## GIVEN TASK
Lay out all the rows below as a numbered list, skipping any blank lines. Leave the pictures out of your answer.

::::::::

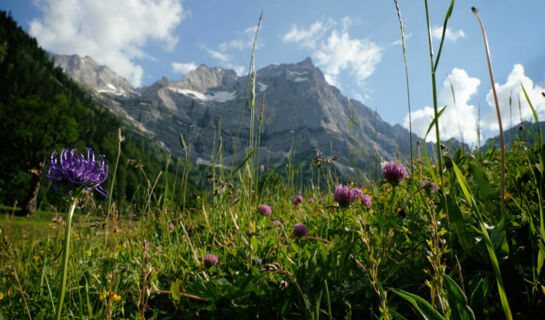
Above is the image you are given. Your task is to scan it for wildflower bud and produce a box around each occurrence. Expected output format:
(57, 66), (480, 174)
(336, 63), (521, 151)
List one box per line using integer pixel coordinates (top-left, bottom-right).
(259, 204), (272, 216)
(180, 132), (185, 150)
(203, 254), (218, 268)
(382, 161), (408, 185)
(397, 207), (408, 218)
(333, 184), (361, 207)
(292, 223), (308, 238)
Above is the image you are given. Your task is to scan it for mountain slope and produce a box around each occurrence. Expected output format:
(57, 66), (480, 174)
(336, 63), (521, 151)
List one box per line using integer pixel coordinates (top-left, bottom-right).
(53, 53), (418, 178)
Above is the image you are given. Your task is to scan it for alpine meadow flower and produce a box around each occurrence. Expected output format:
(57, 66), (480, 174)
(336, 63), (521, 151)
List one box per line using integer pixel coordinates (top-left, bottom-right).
(420, 180), (439, 193)
(360, 194), (373, 207)
(44, 148), (108, 198)
(292, 223), (308, 238)
(382, 161), (408, 185)
(203, 253), (218, 268)
(259, 204), (272, 216)
(43, 148), (108, 320)
(333, 184), (361, 208)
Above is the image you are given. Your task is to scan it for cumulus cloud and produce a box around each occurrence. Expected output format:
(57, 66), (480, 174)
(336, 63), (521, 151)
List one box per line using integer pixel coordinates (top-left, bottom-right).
(282, 17), (382, 88)
(30, 0), (183, 86)
(431, 26), (466, 42)
(201, 26), (262, 76)
(171, 62), (197, 74)
(219, 26), (261, 52)
(482, 64), (545, 132)
(404, 68), (481, 144)
(282, 19), (336, 49)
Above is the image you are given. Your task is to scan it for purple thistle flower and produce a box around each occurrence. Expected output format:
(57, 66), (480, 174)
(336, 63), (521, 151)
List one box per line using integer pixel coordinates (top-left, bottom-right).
(333, 184), (361, 208)
(292, 223), (308, 238)
(382, 161), (408, 185)
(44, 148), (108, 198)
(259, 204), (272, 216)
(203, 253), (218, 268)
(360, 194), (373, 207)
(293, 196), (304, 205)
(420, 180), (439, 193)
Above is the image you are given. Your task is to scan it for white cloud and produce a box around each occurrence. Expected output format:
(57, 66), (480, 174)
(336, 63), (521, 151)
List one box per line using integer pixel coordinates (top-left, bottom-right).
(30, 0), (183, 86)
(171, 62), (197, 74)
(219, 26), (261, 52)
(312, 30), (382, 86)
(404, 68), (481, 144)
(482, 64), (545, 133)
(431, 26), (466, 41)
(282, 19), (336, 49)
(282, 17), (382, 87)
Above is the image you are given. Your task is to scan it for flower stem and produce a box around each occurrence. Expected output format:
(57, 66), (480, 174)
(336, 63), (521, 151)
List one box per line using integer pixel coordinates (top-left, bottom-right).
(55, 197), (78, 320)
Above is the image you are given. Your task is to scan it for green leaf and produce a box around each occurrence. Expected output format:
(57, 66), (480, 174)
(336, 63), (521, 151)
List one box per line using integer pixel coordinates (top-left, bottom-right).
(444, 274), (475, 320)
(390, 288), (445, 320)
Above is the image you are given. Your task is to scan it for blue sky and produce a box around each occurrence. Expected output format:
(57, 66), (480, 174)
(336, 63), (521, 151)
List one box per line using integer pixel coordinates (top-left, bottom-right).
(0, 0), (545, 144)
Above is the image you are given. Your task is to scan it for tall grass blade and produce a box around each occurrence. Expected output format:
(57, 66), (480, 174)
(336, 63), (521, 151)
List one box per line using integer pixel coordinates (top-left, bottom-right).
(452, 161), (513, 320)
(472, 7), (505, 217)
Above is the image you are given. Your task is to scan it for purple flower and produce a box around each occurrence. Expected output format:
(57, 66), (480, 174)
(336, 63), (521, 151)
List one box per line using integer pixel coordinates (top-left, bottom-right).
(292, 223), (308, 238)
(360, 194), (373, 207)
(44, 148), (108, 198)
(293, 196), (304, 205)
(259, 204), (272, 216)
(382, 161), (408, 185)
(420, 180), (438, 193)
(203, 253), (218, 268)
(333, 184), (361, 207)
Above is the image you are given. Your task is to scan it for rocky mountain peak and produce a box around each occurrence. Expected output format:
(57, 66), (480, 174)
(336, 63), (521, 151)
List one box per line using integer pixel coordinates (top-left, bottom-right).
(51, 54), (134, 96)
(177, 64), (237, 92)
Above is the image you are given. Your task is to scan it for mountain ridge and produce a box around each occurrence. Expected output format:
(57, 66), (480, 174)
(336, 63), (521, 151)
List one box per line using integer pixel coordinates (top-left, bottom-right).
(55, 55), (419, 178)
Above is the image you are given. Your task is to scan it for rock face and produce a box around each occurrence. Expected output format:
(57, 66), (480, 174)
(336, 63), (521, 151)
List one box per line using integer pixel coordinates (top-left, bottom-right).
(51, 54), (134, 95)
(56, 56), (417, 174)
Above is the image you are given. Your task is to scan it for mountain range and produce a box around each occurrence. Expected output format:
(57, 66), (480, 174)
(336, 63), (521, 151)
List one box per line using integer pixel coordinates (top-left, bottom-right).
(53, 55), (420, 178)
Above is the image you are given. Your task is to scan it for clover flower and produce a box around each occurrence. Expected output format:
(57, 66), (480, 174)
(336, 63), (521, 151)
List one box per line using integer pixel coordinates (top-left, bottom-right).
(203, 253), (218, 268)
(292, 223), (308, 238)
(333, 184), (361, 207)
(259, 204), (272, 216)
(420, 180), (439, 193)
(360, 194), (373, 207)
(382, 161), (408, 185)
(44, 148), (108, 198)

::::::::

## CORRECT ANSWER
1. Above is the image you are given. Your task is to scan it for wildflower bud and produce a box around each occurrence. Expected output format:
2. (57, 66), (480, 174)
3. (336, 63), (521, 151)
4. List one box per line using integer pixel coordinates (top-left, bottom-right).
5. (259, 204), (272, 216)
6. (180, 132), (185, 150)
7. (203, 254), (218, 268)
8. (382, 161), (408, 185)
9. (397, 207), (408, 218)
10. (333, 184), (361, 207)
11. (292, 223), (308, 238)
12. Above is the image you are given. Your task is to scan it for mountain slope and produce a box around each occurrence. Expected output format:
13. (57, 66), (480, 174)
14. (336, 63), (521, 151)
15. List one box per line using integer pixel coordinates (top-left, bottom-right).
16. (53, 53), (418, 178)
17. Above is the image you are given. Your task is to scan it for alpine meadow flower and produce a box around each occurrence. Expected output format:
18. (57, 66), (480, 174)
19. (336, 63), (521, 151)
20. List one box per line using integer pixel coordinates (top-left, bottom-right).
21. (420, 180), (439, 193)
22. (360, 194), (373, 207)
23. (44, 148), (108, 198)
24. (292, 223), (308, 238)
25. (382, 161), (408, 185)
26. (203, 253), (218, 268)
27. (259, 204), (272, 216)
28. (43, 148), (108, 320)
29. (333, 184), (361, 208)
30. Above is the image you are given. Your task is to scan it for cumulus cloud and produce a box around each occurrence. Expected output format:
31. (57, 66), (480, 174)
32. (336, 63), (521, 151)
33. List one box per line using integer pixel coordinates (top-left, bottom-right).
34. (282, 17), (382, 88)
35. (30, 0), (183, 86)
36. (431, 26), (466, 42)
37. (201, 26), (262, 76)
38. (171, 62), (197, 74)
39. (219, 26), (261, 52)
40. (482, 64), (545, 132)
41. (404, 68), (481, 144)
42. (282, 19), (336, 49)
43. Above is the image you are given. Your task is to scan it for purple thistle flower and produce a box around each occurrence. Expected output format:
44. (57, 66), (480, 174)
45. (336, 63), (521, 151)
46. List one box per line using integer pixel coordinates (top-left, bottom-right).
47. (333, 184), (361, 208)
48. (292, 223), (308, 238)
49. (382, 161), (408, 185)
50. (44, 148), (108, 198)
51. (259, 204), (272, 216)
52. (203, 253), (218, 268)
53. (360, 194), (373, 207)
54. (293, 196), (304, 205)
55. (420, 180), (439, 193)
56. Above is the image you are given. Your task is to scan it for white cloud and produce a box around each occurrence. Expected output format:
57. (57, 66), (480, 174)
58. (336, 63), (521, 151)
59. List one box per line using integer pixel coordinates (top-left, bottom-right).
60. (30, 0), (183, 86)
61. (171, 62), (197, 74)
62. (219, 26), (261, 52)
63. (312, 30), (382, 86)
64. (404, 68), (481, 144)
65. (482, 64), (545, 133)
66. (431, 26), (466, 41)
67. (282, 19), (336, 49)
68. (282, 17), (382, 87)
69. Above is the image you are given. Your task is to scan it for flower stem and produce a box around each occurrence. Expected output format:
70. (57, 66), (480, 174)
71. (336, 63), (521, 151)
72. List one box per line using integer pixel coordinates (top-left, bottom-right).
73. (55, 197), (78, 320)
74. Above is the image you are given. Your task is to scan it for green leaf and produce a box around each occurrence. Expected output format:
75. (57, 66), (480, 174)
76. (336, 63), (521, 151)
77. List one box per line using integer pixel coordinates (top-left, bottom-right).
78. (444, 274), (475, 320)
79. (390, 288), (445, 320)
80. Above is the image you are given. Your task is to scan it for blue sky and produce a box around each occurrence. Expected output format:
81. (57, 66), (480, 174)
82. (336, 63), (521, 151)
83. List one box per line using integer pixel coordinates (top-left, bottom-right).
84. (0, 0), (545, 144)
85. Above is the image you are given. Your task is to scan it for tall grass blade and produce a box around each occurrence. Expected output format:
86. (57, 66), (480, 174)
87. (336, 63), (521, 151)
88. List one box per line using integer pixel coordinates (top-left, bottom-right).
89. (452, 161), (513, 320)
90. (472, 7), (505, 217)
91. Above is the image you are given. Your task is to scan it for purple flower and produce a box around each occurrence. Expected output format:
92. (57, 66), (480, 174)
93. (336, 63), (521, 151)
94. List one box per line using integer pixel coordinates (top-left, bottom-right).
95. (292, 223), (308, 238)
96. (360, 194), (373, 207)
97. (44, 148), (108, 198)
98. (293, 196), (304, 205)
99. (259, 204), (272, 216)
100. (382, 161), (408, 185)
101. (420, 180), (438, 193)
102. (203, 253), (218, 268)
103. (333, 184), (361, 207)
104. Above is the image you are given. Your task is to scan it for rocky mountain peak and produce a box around each occurrence. Expected output format:
105. (57, 66), (480, 174)
106. (336, 63), (521, 151)
107. List one box per line using integer pixel coordinates (top-left, bottom-right).
108. (51, 54), (134, 96)
109. (177, 64), (237, 92)
110. Above is the image you are given. Your task is to scan it for mountain ridge and produce a box around each occurrence. Expected output format:
111. (57, 66), (480, 174)
112. (336, 63), (521, 151)
113. List one box per line using integer pixel coordinates (top-left, bottom-right).
114. (55, 55), (419, 178)
115. Above is the image you are given. Your task is to scan it for rock face and produce a box around each occurrence. Expected output format:
116. (57, 66), (480, 174)
117. (336, 63), (521, 151)
118. List one box per line using integer pixel coordinates (top-left, bottom-right).
119. (51, 54), (134, 95)
120. (56, 56), (417, 174)
121. Above is the image you are given. Your task is to scan it for mountain range and produce a box around each occurrence. Expected output format:
122. (57, 66), (480, 174)
123. (336, 63), (521, 151)
124. List one box per line using integer pixel coordinates (top-left, bottom-right).
125. (53, 55), (420, 178)
126. Above is the image you are given. Your task is to scan it for clover flower and produce a box around each occurrence. Expected output format:
127. (57, 66), (480, 174)
128. (336, 63), (521, 151)
129. List one box per line using integer pixel coordinates (top-left, bottom-right).
130. (203, 253), (218, 268)
131. (292, 223), (308, 238)
132. (333, 184), (361, 207)
133. (259, 204), (272, 216)
134. (420, 180), (439, 193)
135. (360, 194), (373, 207)
136. (382, 161), (408, 185)
137. (44, 148), (108, 198)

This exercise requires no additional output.